→ **Problem requirements**
Quote the passage on gas-driven chillers for indoor cannabis cultivation word for word, in full.

Indoor cannabis cultivation is surprisingly energy-intensive — about 10 times as much as an office building per square foot.

It’s not just the lighting used to help the plants grow, although that makes up 30–40 percent of the energy use. The largest energy use, often making up 50–60 percent of the demand, is for cooling and dehumidification. That’s because cannabis plants are sensitive to moisture and can grow mildew if the air is too humid.

The high energy demand for dehumidification can send energy costs soaring for cannabis-growing facilities and even require expensive and time-consuming electrical infrastructure upgrades. That’s why some growers are turning to an innovative, cost-saving alternative technology: chillers driven by propane or gas.

What is a gas-driven chiller?

Gas chillers are really a form of combined heat and power, or CHP, says Steve Lafaille, vice president of business development for Tecogen, manufacturer of the Tecochill gas chiller. The system uses a propane- or gas-powered engine to drive the compressor in a chiller machine to create chilled water while the waste heat from the engine is recovered to create hot water.

Powering these energy-intensive chillers with more affordable propane or natural gas instead of electricity can reduce utility costs by 50 percent, Lafaille says. Perhaps just as importantly, these systems can help growers quickly and affordably retrofit industrial buildings for growing cannabis when the existing electrical infrastructure is insufficient.

→ **Available data**
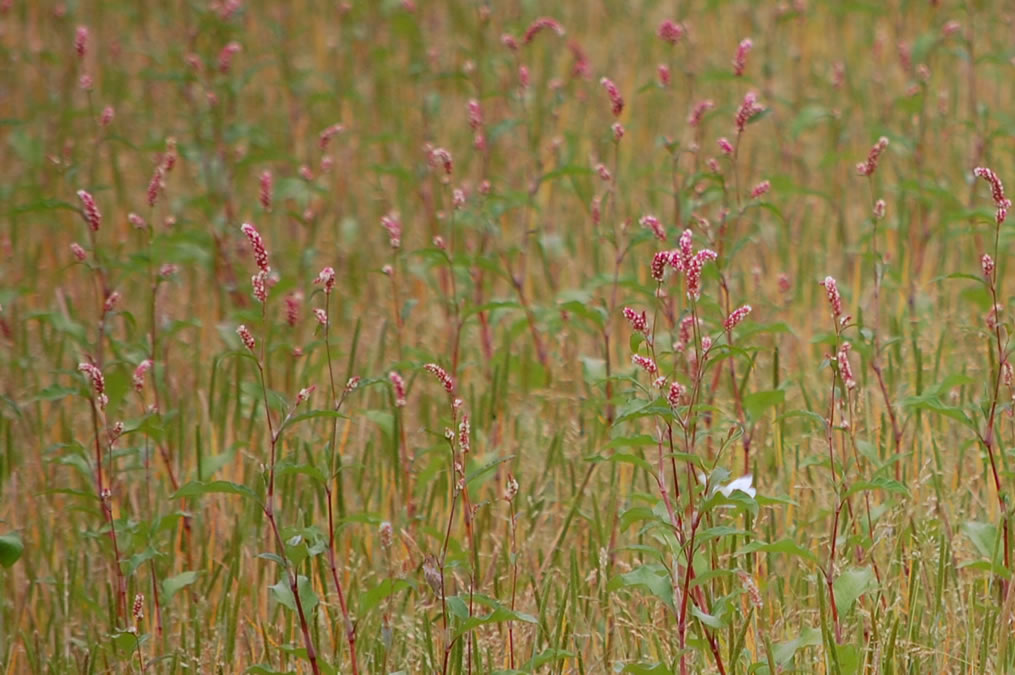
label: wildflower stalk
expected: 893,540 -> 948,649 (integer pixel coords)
973,167 -> 1011,588
319,284 -> 359,675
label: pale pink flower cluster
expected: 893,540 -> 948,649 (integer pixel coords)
733,38 -> 754,77
972,166 -> 1012,225
666,382 -> 687,408
723,305 -> 751,331
835,342 -> 857,389
736,91 -> 764,133
751,181 -> 771,199
77,362 -> 110,410
857,136 -> 888,176
381,211 -> 402,249
240,222 -> 271,274
314,266 -> 335,294
656,63 -> 670,86
236,324 -> 255,351
821,276 -> 842,319
74,25 -> 88,59
423,363 -> 455,395
599,77 -> 624,117
522,16 -> 564,45
638,213 -> 666,242
687,98 -> 716,127
388,370 -> 406,408
623,307 -> 649,334
656,19 -> 686,45
979,253 -> 994,279
77,190 -> 103,232
218,42 -> 243,75
285,290 -> 303,327
258,171 -> 274,211
631,354 -> 659,375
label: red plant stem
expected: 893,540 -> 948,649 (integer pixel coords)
90,398 -> 127,617
254,324 -> 320,675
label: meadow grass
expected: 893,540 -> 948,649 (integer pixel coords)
0,0 -> 1015,674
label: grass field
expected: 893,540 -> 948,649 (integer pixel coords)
0,0 -> 1015,675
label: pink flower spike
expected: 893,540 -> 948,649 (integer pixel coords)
666,382 -> 687,408
638,213 -> 666,242
874,199 -> 885,220
381,211 -> 402,249
979,253 -> 994,279
430,147 -> 455,176
285,290 -> 303,328
103,290 -> 120,314
77,363 -> 110,410
258,171 -> 274,211
687,98 -> 716,127
821,276 -> 842,319
623,307 -> 649,335
145,166 -> 165,207
631,354 -> 659,375
522,16 -> 564,45
74,25 -> 88,59
251,270 -> 268,305
599,77 -> 624,117
314,267 -> 335,293
656,19 -> 686,45
656,63 -> 670,86
218,43 -> 243,75
131,358 -> 152,394
423,363 -> 455,395
733,38 -> 754,77
388,370 -> 406,408
466,98 -> 483,131
723,305 -> 751,332
518,65 -> 529,91
751,181 -> 771,199
240,222 -> 271,273
236,324 -> 255,351
835,342 -> 857,390
972,166 -> 1012,225
77,190 -> 103,232
652,251 -> 672,283
736,91 -> 764,133
857,136 -> 888,176
293,385 -> 317,407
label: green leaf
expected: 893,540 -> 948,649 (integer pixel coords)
737,537 -> 817,562
832,567 -> 877,614
0,532 -> 24,567
845,476 -> 909,496
607,563 -> 675,609
961,521 -> 1000,560
170,480 -> 257,499
244,663 -> 296,675
358,579 -> 410,616
454,605 -> 539,639
771,628 -> 821,666
744,389 -> 786,419
162,571 -> 199,602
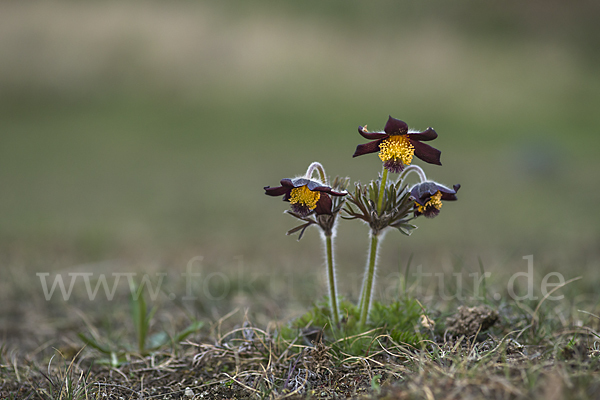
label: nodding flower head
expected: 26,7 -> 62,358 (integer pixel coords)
264,178 -> 347,216
352,116 -> 442,173
410,181 -> 460,218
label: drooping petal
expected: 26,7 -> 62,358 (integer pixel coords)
279,178 -> 302,188
383,115 -> 408,135
439,184 -> 460,200
311,186 -> 348,196
358,126 -> 389,140
315,194 -> 332,215
407,128 -> 437,142
352,139 -> 383,157
288,178 -> 312,190
409,139 -> 442,165
265,186 -> 290,196
410,181 -> 460,205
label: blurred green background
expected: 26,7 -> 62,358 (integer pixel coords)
0,0 -> 600,300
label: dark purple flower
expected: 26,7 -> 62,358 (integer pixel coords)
410,181 -> 460,218
352,116 -> 442,173
265,178 -> 347,216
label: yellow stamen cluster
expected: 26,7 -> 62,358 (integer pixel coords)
415,190 -> 442,214
379,135 -> 415,165
290,185 -> 321,210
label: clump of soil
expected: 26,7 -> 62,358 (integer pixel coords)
446,305 -> 499,336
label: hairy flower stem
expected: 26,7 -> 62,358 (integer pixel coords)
304,161 -> 327,185
398,165 -> 427,182
323,235 -> 340,324
377,167 -> 387,215
359,235 -> 379,326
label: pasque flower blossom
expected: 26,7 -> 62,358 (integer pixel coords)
410,181 -> 460,218
353,116 -> 442,173
264,178 -> 347,216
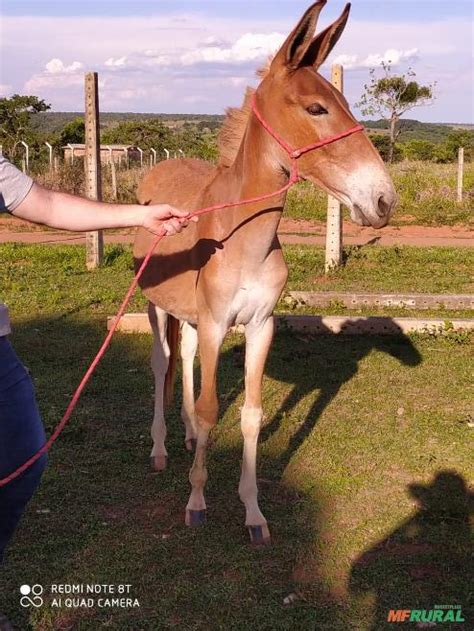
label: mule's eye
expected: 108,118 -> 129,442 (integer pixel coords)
306,103 -> 328,116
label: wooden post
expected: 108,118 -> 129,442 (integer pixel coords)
84,72 -> 104,269
457,147 -> 464,202
110,156 -> 117,201
325,64 -> 343,273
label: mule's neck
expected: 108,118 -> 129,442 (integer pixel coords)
220,113 -> 289,249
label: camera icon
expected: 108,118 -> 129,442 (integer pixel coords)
20,584 -> 44,607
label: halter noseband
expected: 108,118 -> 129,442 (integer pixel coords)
252,92 -> 364,182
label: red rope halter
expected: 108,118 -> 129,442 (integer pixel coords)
0,93 -> 364,488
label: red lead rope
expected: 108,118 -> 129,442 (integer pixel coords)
0,94 -> 364,487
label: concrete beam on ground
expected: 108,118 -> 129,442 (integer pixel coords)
289,291 -> 474,309
107,313 -> 474,335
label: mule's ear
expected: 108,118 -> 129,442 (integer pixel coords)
301,2 -> 351,69
272,0 -> 327,69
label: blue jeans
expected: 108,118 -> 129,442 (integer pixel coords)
0,337 -> 46,563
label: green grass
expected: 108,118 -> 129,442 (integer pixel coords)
0,244 -> 474,315
0,246 -> 474,631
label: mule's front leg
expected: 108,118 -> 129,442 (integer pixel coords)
181,322 -> 198,451
186,317 -> 225,526
148,302 -> 170,471
239,317 -> 273,544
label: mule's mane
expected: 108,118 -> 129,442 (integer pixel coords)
217,59 -> 271,167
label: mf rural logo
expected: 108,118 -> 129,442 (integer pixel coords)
20,585 -> 44,607
387,605 -> 465,623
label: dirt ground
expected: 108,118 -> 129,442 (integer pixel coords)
0,218 -> 474,247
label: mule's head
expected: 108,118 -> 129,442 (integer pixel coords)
256,0 -> 397,228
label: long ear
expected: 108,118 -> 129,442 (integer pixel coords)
301,2 -> 351,68
272,0 -> 327,69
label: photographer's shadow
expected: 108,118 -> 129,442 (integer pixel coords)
260,320 -> 422,471
349,471 -> 474,631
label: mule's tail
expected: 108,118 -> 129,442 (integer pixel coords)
163,314 -> 179,407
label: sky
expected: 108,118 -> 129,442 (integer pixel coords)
0,0 -> 474,123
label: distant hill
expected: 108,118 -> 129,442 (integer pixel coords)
361,118 -> 474,143
31,112 -> 474,143
31,112 -> 225,134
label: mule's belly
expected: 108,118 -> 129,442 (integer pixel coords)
228,281 -> 282,327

→ **Response to the exercise**
Indoor cannabis cultivation is surprisingly energy-intensive — about 10 times as much as an office building per square foot.

It’s not just the lighting used to help the plants grow, although that makes up 30–40 percent of the energy use. The largest energy use, often making up 50–60 percent of the demand, is for cooling and dehumidification. That’s because cannabis plants are sensitive to moisture and can grow mildew if the air is too humid.

The high energy demand for dehumidification can send energy costs soaring for cannabis-growing facilities and even require expensive and time-consuming electrical infrastructure upgrades. That’s why some growers are turning to an innovative, cost-saving alternative technology: chillers driven by propane or gas.

What is a gas-driven chiller?

Gas chillers are really a form of combined heat and power, or CHP, says Steve Lafaille, vice president of business development for Tecogen, manufacturer of the Tecochill gas chiller. The system uses a propane- or gas-powered engine to drive the compressor in a chiller machine to create chilled water while the waste heat from the engine is recovered to create hot water.

Powering these energy-intensive chillers with more affordable propane or natural gas instead of electricity can reduce utility costs by 50 percent, Lafaille says. Perhaps just as importantly, these systems can help growers quickly and affordably retrofit industrial buildings for growing cannabis when the existing electrical infrastructure is insufficient.